╭─ Text section

# Mystymantis mantises



## Mystymantis (Oct 20, 2019)

Here is a thread that will have pictures of my mantises. When I get the time to upload some! Thought it was a good time to make a thread where I can post pictures when I get good ones in one place. Enjoy!


----------



## Mystymantis (Oct 20, 2019)

First up is a picture of my adult female Grizzled mantis Arcterus. She kept looking up when I was taking pictures it was kinda funny.

Oh wow quality of my picture seems to have gone down lots when I turned it into a jpeg.


----------



## MantisGirl13 (Oct 20, 2019)

She's cute!

- MantisGirl13


----------



## Mystymantis (Oct 21, 2019)

Here is my female Chinese mantis Shaia with my male Chinese mantis Arrow getting business done.

And below is female Chinese mantis Clovermist enjoying some honey treat. She literally grabbed the fork wanting to eat it! Guess the honey was that good.


----------



## Mystymantis (Oct 21, 2019)

This is Snowflower my male Grizzled mantis.

Next is Selina my female Carolina mantis.

Next there is Violet my male Carolina mantis. He was looking all around when I was trying to get a picture of him.


----------



## mantisfan101 (Oct 22, 2019)

Do you plan on breeding the gonatista? If so, I'd love to buy some nymphs/ooths from you if you have extras.


----------



## The Mantis Menagerie (Oct 22, 2019)

Mystymantis said:


> View attachment 12678


This is exactly like when one of my Chinese mantids took a piece of golden kiwi off a spoon and ate it. I guess they just crave sugar sometimes.



mantisfan101 said:


> Do you plan on breeding the gonatista? If so, I'd love to buy some nymphs/ooths from you if you have extras.


Add me to that notification list! I probably will not be able to buy any more mantids, but maybe....


----------



## MantisGirl13 (Oct 22, 2019)

The Mantis Menagerie said:


> Add ﻿me to that notification list! I probably will not be able to buy any more mantids, but maybe﻿....﻿


Add me to the list too!

╰─
╭─ Dataset extract

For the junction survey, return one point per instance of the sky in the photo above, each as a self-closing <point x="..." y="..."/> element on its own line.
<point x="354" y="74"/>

╰─

### Work to complete:
a - In the mantis forum thread, what is the name of the male Grizzled mantis?
b - Write the next part of the mantis forum thread, picking up after its last post.

### Your written answers:
a - Snowflower

b -
- MantisGirl13


----------



## Mantis Lady (Oct 29, 2019)

This picture made me laugh


----------



## hysteresis (Oct 31, 2019)

Haha! My Rhombodera and Hierodula will strike at whatever and think they're eating. Just about anything!


----------



## Mystymantis (Nov 3, 2019)

Guess what I managed to get my Grizzled mantises to breed! I am so excited! I put them in their own container and let them get to work.

Now just have to wait for Arcterius to lay an ootheca.

I am not sure if I am going to sell any, that is if she lays an ooth and it hatches and I have any extras, but if I do decide on selling any I will be sure to let you know @mantisfan101 and @MantisGirl13.


----------



## The Mantis Menagerie (Nov 3, 2019)

Mystymantis said:


> I am﻿ not sure if I am going to sell any, that is if she lays an ooth ﻿and it hatches and I have any extras, but if I do decide on sellin﻿g any I will be sure to let you know @mantisfan101 and @MantisGirl﻿13.


What about me!?!?


----------



## Mystymantis (Nov 3, 2019)

The Mantis Menagerie said:


> What about me!?!?


I'm sorry I missed you! If I do decide to sell I will let you know as well.

But right now I don't really have plans to sell them.


----------



## The Mantis Menagerie (Nov 3, 2019)

Mystymantis said:


> I'm sorry I missed you! If I do decide to sell I will let you know as well.
> 
> But right now I don't really have plans to sell them.


Thank you. This is one of my favorite species, even over many exotics.


----------



## mantisfan101 (Nov 3, 2019)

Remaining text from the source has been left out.